◆ **Document excerpt**:
Evening Greg, Glad you appreciated the TR quote. I found the full quote and thought you and others would enjoy reading it...Regards, jj

Man in the Arena

One of the top three most requested quotes is that regarding the "man in the
arena" or "not the critic"

"It is not the critic who counts: not the man who points out how the strong man
stumbles or where the doer of deeds could have done better. The credit belongs to
the man who is actually in the arena, whose face is marred by dust and sweat and
blood, who strives valiantly, who errs and comes up short again and again,
because there is no effort without error or shortcoming, but who knows the great
enthusiasms, the great devotions, who spends himself for a worthy cause; who, at
the best, knows, in the end, the triumph of high achievement, and who, at the
worst, if he fails, at least he fails while daring greatly, so that his place shall
never be with those cold and timid souls who knew neither victory nor defeat."

◆ **What to produce**: In the post about the "man in the arena" quote, to whom does the quote say the credit belongs?

◆ **Data**:

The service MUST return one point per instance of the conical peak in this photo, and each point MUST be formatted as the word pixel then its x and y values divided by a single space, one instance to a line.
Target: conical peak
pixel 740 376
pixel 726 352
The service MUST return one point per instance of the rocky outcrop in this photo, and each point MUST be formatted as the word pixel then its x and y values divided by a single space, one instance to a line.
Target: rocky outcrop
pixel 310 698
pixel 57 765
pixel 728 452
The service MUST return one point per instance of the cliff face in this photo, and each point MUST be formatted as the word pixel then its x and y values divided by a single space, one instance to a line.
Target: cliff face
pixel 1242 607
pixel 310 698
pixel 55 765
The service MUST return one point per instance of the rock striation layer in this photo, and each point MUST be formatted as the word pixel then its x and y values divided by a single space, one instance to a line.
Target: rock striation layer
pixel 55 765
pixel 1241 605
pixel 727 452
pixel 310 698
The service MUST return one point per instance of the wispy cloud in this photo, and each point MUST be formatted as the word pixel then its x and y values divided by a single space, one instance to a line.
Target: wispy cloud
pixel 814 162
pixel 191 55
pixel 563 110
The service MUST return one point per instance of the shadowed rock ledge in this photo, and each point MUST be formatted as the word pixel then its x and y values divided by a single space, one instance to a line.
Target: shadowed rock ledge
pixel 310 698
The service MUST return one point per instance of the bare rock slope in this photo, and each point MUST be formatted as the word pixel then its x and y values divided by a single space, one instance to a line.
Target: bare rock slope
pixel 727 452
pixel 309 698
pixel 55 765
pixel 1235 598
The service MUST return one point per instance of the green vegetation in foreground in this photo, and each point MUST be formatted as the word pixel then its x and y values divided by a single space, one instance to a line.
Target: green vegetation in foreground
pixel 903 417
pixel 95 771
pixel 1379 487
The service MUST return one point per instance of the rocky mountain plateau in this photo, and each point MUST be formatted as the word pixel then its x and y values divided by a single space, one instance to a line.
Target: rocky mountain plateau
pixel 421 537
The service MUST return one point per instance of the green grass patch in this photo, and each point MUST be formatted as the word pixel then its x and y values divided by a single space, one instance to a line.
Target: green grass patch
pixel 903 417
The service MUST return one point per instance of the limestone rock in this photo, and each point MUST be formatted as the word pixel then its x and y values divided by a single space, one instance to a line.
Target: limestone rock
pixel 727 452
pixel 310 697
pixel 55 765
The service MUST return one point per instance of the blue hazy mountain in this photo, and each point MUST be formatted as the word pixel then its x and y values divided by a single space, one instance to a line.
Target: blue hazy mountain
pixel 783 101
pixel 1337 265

◆ **Task answer**: The man who is actually in the arena.